● **Records**:
═══

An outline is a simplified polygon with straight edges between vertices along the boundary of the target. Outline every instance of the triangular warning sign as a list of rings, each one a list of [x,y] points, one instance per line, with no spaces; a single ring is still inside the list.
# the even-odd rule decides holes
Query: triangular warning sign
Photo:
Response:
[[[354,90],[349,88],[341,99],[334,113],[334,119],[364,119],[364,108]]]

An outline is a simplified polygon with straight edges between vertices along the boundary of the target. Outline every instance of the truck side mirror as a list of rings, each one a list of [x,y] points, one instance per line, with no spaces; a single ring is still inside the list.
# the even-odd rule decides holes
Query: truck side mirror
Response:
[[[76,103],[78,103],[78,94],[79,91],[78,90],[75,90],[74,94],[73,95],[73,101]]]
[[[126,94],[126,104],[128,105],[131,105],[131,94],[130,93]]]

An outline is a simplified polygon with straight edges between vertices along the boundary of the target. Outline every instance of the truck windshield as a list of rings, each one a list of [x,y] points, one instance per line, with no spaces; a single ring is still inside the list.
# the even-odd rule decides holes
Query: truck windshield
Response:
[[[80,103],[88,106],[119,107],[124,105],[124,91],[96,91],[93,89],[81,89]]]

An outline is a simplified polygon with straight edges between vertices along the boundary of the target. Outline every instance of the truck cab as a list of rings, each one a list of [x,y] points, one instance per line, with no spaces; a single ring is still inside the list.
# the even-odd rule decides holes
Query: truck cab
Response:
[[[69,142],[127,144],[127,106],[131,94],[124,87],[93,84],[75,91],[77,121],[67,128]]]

═══

● **Problem statement**:
Copy all of the lines above word for word, without changing anything.

● **Correct output**:
An outline is a simplified polygon with straight edges between vertices along the boundary of the target. Outline every instance of the triangular warning sign as a list of rings, each one a list of [x,y] points, one instance per line, with no spaces; a single ring is still inside the list.
# the even-odd rule decides holes
Query: triangular warning sign
Photo:
Response:
[[[354,90],[349,88],[341,99],[334,113],[334,119],[364,119],[364,108]]]

An outline is a simplified polygon with straight edges between vertices along the boundary of the target. Outline every instance of the truck side mirror as a list of rings, each one a list of [x,y] points, one instance per line, with no spaces; a single ring is still inside the list.
# the even-odd rule decides holes
Query: truck side mirror
Response:
[[[76,103],[78,103],[78,94],[79,91],[78,90],[75,90],[74,94],[73,95],[73,101]]]
[[[126,94],[126,104],[128,105],[131,105],[131,94],[130,93]]]

An outline is a simplified polygon with straight edges between vertices along the boundary of the target. Outline every instance of the truck windshield as a list of rings, each one a list of [x,y] points, one instance per line, with no spaces; a single ring is still inside the list.
# the even-odd rule decides holes
Query: truck windshield
Response:
[[[80,103],[88,106],[119,107],[124,105],[124,91],[96,91],[93,89],[81,89]]]

An outline is a simplified polygon with straight edges between vertices along the boundary of the target. Outline every instance of the truck cab as a list of rings, each one a list of [x,y] points, one instance per line, with no spaces; a single ring is still inside the list.
# the even-odd rule decides holes
Query: truck cab
Response:
[[[69,142],[127,144],[127,106],[131,94],[124,87],[93,84],[75,91],[77,121],[67,128]]]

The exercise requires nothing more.